**Source information:**
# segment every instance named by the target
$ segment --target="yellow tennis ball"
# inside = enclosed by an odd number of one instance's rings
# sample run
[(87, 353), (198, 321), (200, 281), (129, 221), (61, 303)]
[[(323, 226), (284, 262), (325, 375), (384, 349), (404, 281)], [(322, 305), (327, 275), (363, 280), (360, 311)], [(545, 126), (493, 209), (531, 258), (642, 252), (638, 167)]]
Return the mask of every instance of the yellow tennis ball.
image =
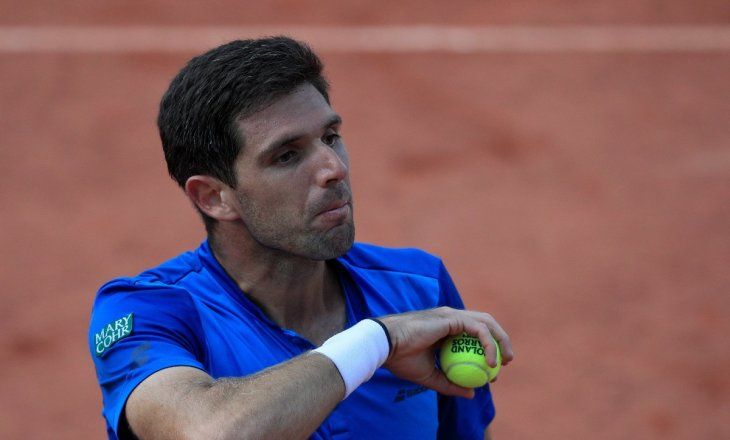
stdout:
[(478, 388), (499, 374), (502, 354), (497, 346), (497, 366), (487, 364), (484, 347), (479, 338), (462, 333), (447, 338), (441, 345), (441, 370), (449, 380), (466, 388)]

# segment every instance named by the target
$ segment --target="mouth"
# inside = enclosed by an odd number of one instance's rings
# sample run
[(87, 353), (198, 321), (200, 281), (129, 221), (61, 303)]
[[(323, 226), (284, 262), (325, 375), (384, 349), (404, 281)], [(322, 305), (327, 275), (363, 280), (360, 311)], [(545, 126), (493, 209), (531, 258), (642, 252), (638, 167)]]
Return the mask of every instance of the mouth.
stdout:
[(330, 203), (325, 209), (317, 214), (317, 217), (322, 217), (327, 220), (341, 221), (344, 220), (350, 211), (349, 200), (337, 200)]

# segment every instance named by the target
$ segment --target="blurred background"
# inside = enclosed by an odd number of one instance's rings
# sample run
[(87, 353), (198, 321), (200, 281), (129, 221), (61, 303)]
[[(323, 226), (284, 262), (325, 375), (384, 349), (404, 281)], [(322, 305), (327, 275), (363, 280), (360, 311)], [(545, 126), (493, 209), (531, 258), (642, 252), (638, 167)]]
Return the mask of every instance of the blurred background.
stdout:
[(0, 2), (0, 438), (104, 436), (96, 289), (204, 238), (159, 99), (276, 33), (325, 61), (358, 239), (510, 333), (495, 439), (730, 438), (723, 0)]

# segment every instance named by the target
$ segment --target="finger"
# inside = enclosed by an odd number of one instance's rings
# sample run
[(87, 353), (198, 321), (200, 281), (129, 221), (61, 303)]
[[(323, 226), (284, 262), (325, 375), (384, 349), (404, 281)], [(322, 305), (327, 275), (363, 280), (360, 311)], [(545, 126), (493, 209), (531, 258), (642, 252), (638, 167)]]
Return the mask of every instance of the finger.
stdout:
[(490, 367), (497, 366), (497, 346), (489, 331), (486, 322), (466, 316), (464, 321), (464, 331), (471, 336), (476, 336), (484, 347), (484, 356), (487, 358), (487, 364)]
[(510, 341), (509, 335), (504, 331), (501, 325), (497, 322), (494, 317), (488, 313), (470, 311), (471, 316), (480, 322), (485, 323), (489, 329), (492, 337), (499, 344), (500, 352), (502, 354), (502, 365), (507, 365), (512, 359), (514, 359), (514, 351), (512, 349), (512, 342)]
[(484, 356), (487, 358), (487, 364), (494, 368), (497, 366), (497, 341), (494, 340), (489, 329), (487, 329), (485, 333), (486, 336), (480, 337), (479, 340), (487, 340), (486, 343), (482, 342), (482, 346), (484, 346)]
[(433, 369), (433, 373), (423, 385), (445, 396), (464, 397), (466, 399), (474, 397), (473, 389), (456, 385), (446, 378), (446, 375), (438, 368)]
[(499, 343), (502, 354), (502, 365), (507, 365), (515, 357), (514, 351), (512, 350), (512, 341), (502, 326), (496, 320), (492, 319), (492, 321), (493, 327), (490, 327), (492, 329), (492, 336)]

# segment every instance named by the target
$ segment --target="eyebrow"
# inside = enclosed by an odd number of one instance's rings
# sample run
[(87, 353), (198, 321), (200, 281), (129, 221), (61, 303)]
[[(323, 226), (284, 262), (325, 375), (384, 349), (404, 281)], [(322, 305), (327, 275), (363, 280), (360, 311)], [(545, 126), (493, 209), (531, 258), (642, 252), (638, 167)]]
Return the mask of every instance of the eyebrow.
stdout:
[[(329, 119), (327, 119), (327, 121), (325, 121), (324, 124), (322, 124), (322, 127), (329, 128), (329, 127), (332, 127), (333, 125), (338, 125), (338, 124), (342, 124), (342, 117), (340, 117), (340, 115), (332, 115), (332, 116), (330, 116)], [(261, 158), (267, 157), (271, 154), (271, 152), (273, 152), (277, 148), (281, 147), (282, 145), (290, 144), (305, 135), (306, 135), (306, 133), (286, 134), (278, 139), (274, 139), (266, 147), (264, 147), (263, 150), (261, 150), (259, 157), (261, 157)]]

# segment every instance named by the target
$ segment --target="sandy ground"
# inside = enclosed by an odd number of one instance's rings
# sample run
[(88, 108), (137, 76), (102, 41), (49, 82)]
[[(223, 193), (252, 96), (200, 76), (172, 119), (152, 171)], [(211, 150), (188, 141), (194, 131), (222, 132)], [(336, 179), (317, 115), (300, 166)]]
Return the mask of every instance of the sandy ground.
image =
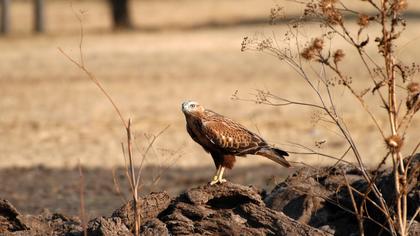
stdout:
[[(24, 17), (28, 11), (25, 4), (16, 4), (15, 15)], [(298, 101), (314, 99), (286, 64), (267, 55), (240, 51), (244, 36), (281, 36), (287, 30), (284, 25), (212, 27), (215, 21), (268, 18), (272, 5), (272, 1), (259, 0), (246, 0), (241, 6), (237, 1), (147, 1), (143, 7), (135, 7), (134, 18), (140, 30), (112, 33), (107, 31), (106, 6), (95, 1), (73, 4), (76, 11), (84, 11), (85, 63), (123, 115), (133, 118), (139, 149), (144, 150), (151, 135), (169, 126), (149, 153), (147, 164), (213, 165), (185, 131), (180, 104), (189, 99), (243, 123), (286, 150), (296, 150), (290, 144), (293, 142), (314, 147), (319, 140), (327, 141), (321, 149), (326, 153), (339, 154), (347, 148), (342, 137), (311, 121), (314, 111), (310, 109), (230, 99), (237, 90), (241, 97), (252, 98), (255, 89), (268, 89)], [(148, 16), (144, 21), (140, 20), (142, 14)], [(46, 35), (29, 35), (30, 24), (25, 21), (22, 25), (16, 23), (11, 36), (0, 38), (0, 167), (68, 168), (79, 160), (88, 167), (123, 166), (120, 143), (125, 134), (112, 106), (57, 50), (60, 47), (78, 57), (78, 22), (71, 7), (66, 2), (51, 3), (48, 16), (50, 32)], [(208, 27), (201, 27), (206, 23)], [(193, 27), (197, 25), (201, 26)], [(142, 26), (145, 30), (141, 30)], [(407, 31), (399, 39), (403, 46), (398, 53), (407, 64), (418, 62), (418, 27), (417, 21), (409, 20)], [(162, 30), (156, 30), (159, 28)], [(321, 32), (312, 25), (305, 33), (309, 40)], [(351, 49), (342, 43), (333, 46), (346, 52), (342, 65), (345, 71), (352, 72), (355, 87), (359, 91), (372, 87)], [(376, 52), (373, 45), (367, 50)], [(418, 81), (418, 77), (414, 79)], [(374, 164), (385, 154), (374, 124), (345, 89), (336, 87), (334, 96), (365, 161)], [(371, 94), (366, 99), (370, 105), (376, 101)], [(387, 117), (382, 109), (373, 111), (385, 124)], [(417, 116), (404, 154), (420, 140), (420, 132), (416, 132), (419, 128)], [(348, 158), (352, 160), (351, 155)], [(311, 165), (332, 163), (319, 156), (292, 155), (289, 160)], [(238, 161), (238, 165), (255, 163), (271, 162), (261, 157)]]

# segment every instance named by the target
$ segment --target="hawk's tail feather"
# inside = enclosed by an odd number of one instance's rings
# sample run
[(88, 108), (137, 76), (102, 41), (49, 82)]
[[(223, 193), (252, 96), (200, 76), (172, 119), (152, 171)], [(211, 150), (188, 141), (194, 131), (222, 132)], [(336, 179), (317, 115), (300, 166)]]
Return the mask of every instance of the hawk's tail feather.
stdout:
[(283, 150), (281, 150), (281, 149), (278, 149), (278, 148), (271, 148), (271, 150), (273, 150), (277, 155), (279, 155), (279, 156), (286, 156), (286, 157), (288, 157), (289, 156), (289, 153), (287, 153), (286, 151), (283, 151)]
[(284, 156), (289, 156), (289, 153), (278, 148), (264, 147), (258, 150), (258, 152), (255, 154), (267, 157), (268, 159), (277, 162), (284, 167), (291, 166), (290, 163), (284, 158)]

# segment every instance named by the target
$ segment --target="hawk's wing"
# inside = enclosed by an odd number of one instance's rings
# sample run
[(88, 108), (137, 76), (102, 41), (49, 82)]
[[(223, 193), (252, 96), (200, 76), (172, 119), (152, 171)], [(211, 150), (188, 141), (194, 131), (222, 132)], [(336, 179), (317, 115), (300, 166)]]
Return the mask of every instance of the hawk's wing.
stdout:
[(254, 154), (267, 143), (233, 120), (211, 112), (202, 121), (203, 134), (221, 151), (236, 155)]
...
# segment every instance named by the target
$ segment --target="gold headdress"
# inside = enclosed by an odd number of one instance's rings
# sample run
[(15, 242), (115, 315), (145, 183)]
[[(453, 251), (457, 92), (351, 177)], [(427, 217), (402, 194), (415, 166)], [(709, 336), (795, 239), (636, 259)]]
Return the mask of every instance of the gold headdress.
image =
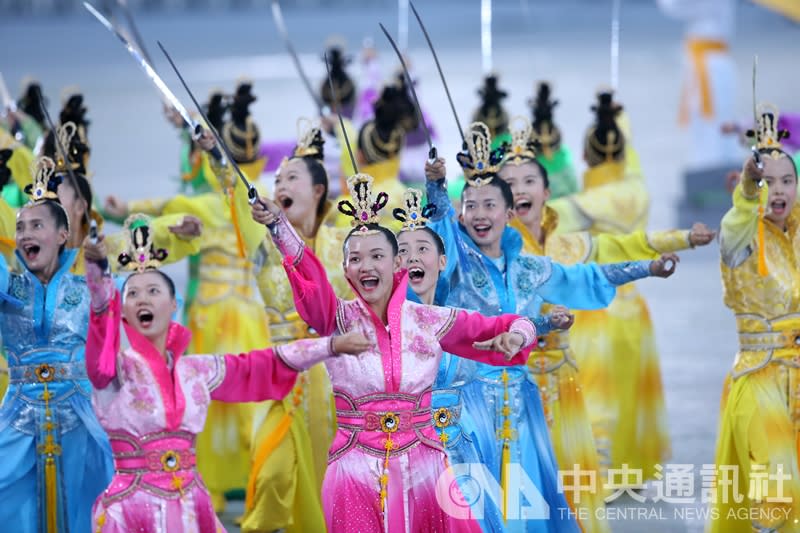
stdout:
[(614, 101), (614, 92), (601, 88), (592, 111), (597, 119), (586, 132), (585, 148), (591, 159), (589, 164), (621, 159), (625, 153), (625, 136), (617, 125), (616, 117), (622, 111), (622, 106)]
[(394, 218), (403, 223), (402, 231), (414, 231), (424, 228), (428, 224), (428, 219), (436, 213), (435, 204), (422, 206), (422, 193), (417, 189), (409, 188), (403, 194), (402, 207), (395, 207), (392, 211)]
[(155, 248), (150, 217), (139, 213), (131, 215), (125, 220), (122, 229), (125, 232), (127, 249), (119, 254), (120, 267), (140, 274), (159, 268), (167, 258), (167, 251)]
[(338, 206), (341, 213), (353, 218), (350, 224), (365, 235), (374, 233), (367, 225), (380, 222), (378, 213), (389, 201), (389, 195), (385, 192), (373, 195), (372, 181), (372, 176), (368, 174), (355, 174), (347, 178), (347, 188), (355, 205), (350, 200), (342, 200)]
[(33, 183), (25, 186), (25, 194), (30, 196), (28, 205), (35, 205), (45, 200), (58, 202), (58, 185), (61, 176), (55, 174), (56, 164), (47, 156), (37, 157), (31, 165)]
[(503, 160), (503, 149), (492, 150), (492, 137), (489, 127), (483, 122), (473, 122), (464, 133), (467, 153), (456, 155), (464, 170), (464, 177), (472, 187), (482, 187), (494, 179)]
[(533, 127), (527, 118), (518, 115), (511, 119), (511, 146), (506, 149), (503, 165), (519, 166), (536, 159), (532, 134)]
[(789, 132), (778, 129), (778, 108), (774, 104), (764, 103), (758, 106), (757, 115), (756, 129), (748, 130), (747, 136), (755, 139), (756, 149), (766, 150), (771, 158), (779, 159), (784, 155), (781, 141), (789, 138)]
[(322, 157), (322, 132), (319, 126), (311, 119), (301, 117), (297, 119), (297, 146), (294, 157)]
==
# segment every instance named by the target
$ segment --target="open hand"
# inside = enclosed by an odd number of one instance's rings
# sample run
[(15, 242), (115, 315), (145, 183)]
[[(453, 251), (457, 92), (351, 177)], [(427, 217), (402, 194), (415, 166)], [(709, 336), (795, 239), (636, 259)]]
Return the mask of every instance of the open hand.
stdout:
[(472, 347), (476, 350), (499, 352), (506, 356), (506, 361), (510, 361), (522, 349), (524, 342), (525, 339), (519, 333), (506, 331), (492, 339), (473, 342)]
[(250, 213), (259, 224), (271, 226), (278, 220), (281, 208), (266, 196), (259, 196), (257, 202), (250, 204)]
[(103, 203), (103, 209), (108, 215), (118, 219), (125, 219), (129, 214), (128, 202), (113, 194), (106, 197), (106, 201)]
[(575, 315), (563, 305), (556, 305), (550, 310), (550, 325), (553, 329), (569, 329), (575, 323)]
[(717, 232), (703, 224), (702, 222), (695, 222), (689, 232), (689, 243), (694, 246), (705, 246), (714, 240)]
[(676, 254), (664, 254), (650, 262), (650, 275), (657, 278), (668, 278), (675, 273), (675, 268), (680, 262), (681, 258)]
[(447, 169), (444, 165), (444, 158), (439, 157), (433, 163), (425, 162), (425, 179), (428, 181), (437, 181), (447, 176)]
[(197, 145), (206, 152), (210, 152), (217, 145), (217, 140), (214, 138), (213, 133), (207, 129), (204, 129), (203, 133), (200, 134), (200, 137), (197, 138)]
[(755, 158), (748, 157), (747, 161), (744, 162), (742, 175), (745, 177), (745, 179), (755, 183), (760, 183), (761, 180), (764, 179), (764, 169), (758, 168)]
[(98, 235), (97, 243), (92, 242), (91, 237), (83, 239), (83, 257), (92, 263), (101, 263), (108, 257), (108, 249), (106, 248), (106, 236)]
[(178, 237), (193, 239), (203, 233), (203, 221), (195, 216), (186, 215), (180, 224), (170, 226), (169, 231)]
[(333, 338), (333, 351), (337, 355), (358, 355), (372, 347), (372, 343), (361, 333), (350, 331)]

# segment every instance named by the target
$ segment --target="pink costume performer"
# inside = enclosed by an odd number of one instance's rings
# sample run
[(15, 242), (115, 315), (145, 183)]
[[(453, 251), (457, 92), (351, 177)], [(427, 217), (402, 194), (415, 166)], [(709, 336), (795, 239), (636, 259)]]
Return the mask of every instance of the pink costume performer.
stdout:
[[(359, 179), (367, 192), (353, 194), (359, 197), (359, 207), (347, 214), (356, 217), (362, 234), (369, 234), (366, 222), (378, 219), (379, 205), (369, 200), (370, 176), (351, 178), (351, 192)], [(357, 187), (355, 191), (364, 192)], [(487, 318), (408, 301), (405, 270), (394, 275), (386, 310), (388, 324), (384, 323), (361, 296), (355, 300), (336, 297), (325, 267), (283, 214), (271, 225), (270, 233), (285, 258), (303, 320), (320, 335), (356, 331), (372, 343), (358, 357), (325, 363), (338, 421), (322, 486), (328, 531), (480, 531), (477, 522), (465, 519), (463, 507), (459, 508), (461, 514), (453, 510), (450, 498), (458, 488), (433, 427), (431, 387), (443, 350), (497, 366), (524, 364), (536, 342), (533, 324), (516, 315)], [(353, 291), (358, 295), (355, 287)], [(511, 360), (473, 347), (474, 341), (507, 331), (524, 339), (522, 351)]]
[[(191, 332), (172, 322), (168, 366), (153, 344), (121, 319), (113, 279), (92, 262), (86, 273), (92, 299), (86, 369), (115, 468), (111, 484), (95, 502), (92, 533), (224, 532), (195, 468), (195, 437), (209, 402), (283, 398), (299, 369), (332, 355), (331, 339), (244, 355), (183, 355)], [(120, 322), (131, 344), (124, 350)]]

**Action item:**
Once you have found every line in the listing that holds the string "costume", copy each of them.

**Your solution:**
$ segment --target="pink costume performer"
Return the mask of every instance of the pink costume performer.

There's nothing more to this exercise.